───── Input

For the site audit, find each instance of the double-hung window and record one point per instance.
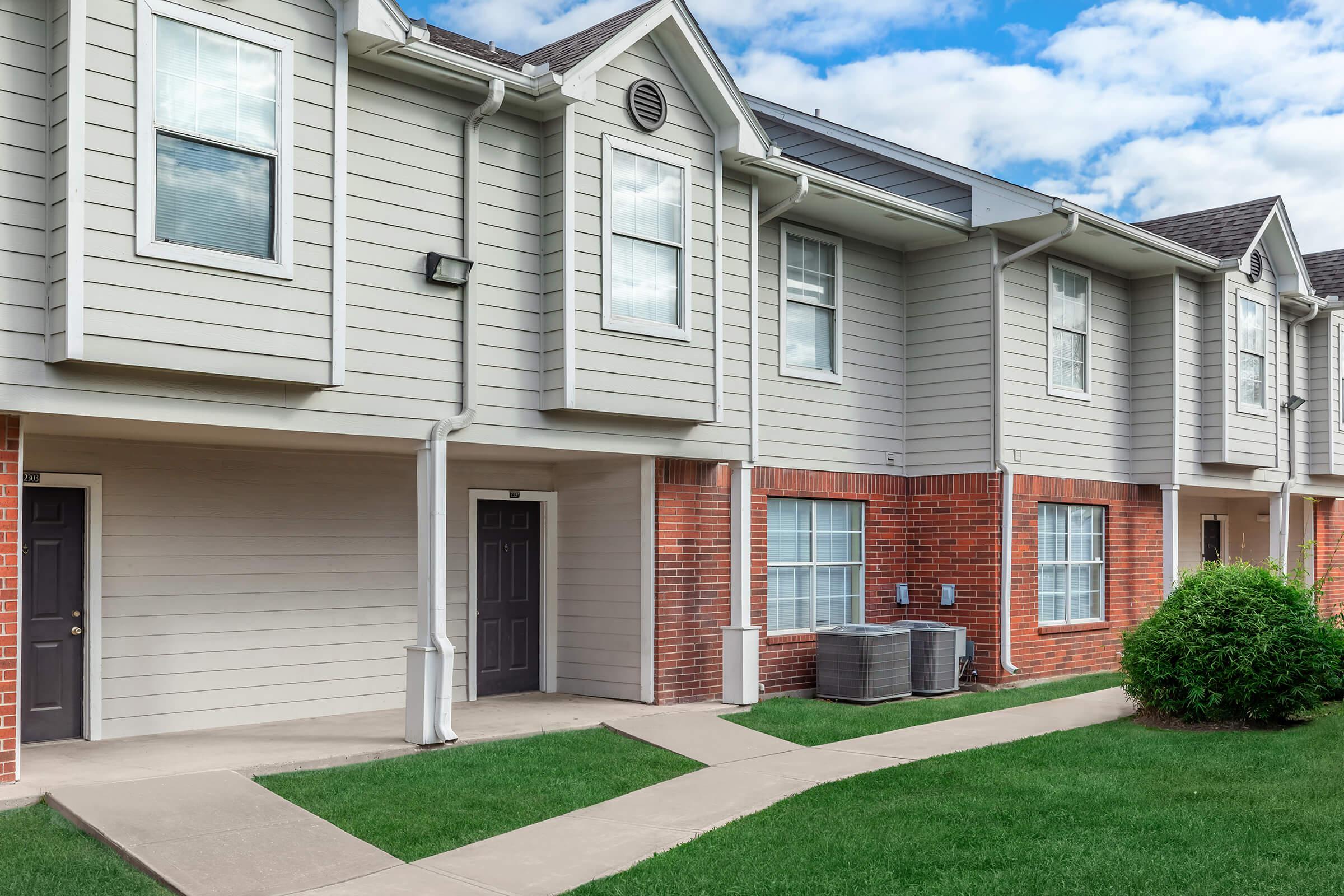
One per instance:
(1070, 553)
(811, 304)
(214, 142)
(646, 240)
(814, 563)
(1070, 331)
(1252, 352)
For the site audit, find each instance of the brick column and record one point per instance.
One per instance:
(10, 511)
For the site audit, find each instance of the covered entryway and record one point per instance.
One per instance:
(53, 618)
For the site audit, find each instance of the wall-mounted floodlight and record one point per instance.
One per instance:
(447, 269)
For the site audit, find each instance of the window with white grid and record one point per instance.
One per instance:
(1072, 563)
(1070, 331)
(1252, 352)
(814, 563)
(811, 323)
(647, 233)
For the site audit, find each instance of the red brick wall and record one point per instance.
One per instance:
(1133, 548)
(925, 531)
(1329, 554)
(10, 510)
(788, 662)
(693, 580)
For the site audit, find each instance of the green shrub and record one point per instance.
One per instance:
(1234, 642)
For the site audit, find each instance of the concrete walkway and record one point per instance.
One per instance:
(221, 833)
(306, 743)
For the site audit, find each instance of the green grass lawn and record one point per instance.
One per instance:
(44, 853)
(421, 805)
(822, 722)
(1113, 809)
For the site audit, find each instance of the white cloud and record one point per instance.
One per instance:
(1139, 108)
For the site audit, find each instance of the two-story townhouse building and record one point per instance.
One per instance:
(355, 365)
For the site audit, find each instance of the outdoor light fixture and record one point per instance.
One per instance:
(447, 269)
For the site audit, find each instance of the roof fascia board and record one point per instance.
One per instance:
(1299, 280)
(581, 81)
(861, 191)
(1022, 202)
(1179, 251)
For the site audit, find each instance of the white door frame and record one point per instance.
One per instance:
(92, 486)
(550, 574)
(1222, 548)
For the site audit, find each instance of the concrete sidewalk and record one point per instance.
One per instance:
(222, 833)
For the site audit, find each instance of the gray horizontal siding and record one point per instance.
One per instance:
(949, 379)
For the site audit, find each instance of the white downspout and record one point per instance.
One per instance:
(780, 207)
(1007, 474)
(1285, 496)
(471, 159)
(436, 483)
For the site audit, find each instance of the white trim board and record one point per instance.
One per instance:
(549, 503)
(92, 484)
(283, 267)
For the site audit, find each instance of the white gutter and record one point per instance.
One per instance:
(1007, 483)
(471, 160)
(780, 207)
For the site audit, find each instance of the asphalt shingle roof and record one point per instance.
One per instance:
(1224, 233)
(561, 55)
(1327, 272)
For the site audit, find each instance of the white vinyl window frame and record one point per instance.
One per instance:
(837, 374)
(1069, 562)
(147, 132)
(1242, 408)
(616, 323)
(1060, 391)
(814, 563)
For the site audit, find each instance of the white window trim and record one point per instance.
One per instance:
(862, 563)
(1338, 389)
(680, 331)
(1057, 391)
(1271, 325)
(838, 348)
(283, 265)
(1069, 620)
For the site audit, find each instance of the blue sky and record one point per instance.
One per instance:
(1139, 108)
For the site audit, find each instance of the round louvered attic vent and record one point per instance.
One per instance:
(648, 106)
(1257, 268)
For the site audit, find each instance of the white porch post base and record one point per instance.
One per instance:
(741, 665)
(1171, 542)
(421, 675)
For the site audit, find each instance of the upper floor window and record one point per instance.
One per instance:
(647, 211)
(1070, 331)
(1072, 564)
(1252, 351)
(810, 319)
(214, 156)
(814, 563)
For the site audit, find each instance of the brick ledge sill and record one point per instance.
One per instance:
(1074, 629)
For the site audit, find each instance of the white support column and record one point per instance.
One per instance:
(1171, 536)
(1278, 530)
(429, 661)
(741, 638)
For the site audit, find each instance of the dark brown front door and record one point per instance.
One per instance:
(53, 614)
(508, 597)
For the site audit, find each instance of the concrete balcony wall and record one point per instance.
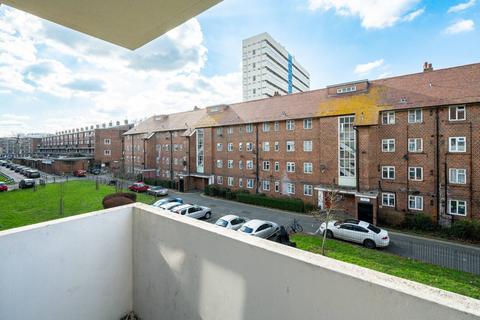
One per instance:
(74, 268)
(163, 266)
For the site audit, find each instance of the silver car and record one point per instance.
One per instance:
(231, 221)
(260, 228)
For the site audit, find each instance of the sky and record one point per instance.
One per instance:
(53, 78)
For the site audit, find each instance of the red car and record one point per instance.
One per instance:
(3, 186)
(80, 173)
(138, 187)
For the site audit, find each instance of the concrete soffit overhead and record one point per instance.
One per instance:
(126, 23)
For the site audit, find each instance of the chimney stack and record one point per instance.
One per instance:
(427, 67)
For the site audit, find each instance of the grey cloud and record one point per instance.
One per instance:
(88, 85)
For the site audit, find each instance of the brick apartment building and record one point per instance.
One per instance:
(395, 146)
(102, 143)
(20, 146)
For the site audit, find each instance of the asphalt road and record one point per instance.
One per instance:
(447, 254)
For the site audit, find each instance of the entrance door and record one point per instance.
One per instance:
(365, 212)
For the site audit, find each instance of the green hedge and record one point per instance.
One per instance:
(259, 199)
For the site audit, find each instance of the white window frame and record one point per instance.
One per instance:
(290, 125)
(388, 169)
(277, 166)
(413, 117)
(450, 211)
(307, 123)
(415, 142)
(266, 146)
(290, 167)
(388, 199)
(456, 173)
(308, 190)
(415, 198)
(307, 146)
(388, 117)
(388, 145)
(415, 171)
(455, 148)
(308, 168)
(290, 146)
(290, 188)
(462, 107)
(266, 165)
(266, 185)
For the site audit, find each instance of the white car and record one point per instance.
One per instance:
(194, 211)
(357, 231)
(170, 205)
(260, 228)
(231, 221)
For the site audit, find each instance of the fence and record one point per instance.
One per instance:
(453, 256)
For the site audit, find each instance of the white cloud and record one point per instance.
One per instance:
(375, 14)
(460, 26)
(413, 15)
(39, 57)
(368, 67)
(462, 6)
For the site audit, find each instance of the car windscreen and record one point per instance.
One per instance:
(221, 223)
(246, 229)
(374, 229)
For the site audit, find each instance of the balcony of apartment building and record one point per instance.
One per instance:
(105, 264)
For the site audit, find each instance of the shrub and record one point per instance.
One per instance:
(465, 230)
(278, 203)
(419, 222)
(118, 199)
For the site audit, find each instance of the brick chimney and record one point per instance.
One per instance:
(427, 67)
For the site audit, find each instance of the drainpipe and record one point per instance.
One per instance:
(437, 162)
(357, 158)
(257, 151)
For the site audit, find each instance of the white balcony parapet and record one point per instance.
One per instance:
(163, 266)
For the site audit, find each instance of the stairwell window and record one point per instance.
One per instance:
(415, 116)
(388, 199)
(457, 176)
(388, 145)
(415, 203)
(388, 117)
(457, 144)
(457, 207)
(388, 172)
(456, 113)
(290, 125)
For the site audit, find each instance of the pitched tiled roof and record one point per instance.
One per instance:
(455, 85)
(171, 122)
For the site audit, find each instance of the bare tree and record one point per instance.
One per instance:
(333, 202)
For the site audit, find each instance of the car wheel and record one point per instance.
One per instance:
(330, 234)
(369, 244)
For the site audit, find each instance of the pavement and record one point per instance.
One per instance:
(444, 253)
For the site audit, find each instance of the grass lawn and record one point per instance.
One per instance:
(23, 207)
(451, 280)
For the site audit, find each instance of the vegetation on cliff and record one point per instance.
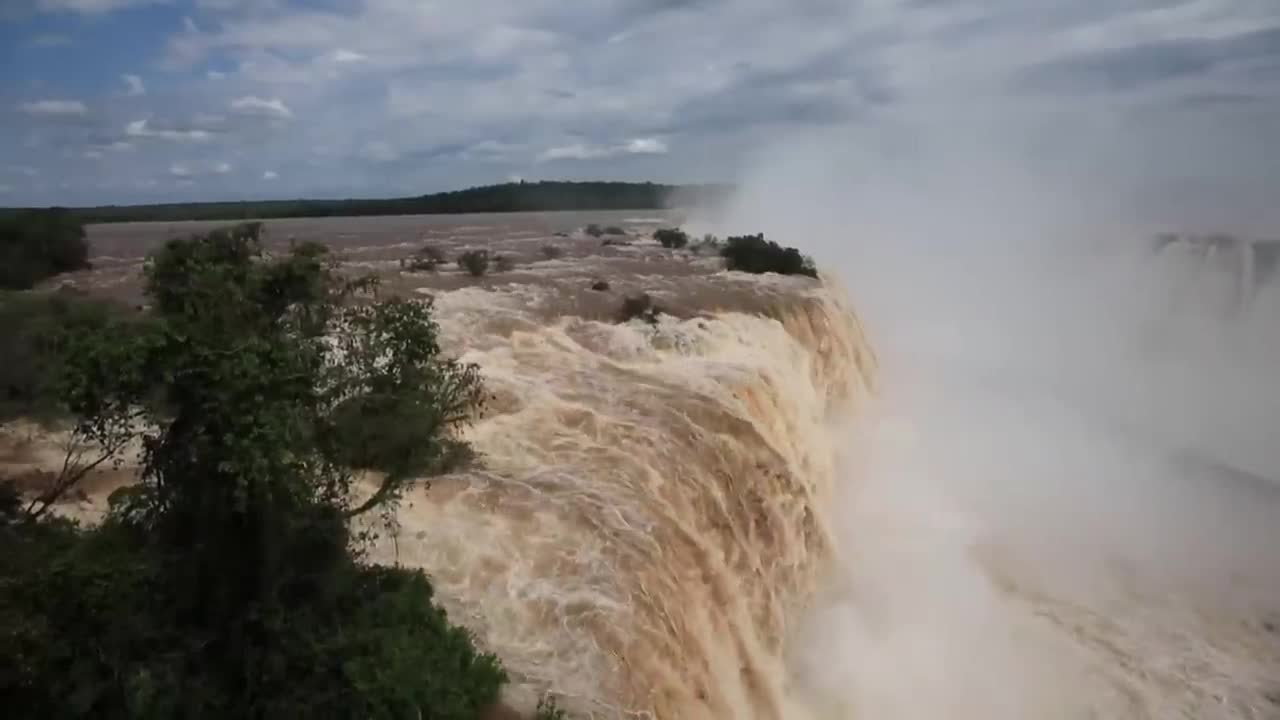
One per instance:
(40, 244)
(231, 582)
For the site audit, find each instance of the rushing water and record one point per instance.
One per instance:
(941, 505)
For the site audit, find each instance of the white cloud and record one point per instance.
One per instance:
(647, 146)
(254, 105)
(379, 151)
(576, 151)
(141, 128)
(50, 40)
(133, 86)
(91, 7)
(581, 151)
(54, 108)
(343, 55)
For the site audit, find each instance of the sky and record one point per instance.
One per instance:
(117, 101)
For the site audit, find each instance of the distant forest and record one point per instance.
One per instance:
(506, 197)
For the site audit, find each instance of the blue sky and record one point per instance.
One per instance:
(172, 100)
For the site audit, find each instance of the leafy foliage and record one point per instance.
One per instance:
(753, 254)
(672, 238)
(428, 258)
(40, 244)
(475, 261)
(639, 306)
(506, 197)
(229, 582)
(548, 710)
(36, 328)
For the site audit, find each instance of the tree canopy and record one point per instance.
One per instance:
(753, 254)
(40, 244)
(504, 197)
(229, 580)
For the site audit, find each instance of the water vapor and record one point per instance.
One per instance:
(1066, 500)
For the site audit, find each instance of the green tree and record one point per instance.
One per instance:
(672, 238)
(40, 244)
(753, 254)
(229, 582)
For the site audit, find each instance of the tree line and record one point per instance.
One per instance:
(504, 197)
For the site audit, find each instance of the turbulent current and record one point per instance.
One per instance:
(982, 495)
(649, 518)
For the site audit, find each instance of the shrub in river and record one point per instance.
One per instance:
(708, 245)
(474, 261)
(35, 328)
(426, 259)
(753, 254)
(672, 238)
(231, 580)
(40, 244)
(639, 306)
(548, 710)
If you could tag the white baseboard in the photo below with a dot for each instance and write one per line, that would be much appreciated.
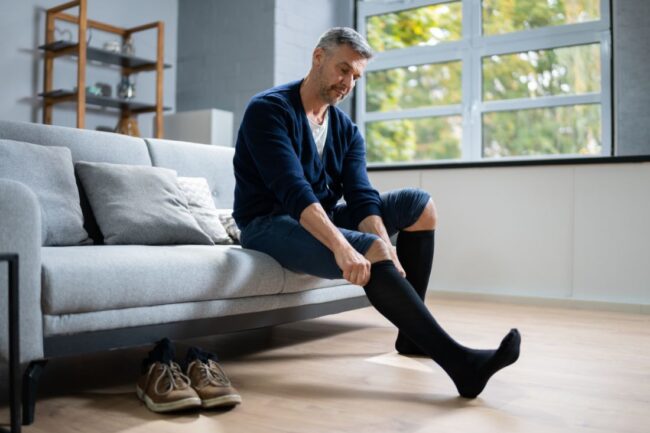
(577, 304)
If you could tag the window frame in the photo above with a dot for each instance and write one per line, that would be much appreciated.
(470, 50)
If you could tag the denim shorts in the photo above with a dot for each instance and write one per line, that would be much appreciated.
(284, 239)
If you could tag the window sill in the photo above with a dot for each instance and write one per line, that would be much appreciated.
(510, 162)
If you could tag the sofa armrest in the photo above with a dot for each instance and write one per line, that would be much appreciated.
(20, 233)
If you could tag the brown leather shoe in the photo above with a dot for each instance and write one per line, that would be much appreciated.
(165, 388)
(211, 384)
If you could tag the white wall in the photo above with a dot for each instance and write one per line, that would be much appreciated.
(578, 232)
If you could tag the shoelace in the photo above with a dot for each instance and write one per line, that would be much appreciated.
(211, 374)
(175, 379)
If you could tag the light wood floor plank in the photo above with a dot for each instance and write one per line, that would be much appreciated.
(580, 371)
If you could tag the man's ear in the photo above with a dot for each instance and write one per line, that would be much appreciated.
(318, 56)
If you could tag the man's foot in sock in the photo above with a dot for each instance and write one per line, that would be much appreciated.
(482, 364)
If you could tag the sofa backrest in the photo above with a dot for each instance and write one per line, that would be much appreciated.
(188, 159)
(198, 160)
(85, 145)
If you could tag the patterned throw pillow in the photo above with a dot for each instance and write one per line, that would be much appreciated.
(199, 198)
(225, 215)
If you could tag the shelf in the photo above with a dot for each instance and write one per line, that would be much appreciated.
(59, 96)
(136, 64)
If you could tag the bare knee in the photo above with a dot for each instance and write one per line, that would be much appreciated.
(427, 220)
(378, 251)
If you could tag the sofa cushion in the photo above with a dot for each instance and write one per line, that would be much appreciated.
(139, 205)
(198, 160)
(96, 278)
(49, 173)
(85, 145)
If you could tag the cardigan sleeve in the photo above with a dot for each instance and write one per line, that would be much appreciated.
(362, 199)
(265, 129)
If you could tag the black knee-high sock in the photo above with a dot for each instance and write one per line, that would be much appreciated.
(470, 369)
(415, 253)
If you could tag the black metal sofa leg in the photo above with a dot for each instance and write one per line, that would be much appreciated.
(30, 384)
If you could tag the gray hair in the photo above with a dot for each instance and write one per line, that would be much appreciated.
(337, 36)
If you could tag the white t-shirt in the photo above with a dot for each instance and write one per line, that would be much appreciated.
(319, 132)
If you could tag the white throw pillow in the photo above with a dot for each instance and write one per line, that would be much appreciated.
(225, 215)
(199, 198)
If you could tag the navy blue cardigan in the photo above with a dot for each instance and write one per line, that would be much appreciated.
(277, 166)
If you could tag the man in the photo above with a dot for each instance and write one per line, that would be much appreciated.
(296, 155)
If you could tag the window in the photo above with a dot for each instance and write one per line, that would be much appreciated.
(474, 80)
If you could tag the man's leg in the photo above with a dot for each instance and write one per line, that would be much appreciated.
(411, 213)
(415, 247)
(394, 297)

──────────

■ **Task prompt**
Scan the entries above for the word "green". Report the lines that hold it.

■ **Written answer**
For the site audit, find each instance of the green shrub and record one point per instance.
For the site audit, find each instance of the green grass lawn and record one point per instance.
For the site audit, find each instance of the green hedge and record one point per instance.
For the site audit, find each instance of the green tree and record one point per instance.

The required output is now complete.